>> Start RECORDS FOR THIS EXERCISE

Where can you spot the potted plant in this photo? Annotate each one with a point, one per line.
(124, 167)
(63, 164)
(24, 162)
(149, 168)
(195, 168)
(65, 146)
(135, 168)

>> End RECORDS FOR THIS EXERCISE

-- WORK INSTRUCTIONS --
Echo the lines above word for word, with nothing added or left out.

-- EXPECTED OUTPUT --
Where can you spot the potted plant in this photo? Annotate each one with a point, one per line.
(124, 167)
(63, 164)
(24, 162)
(149, 168)
(195, 168)
(65, 146)
(135, 168)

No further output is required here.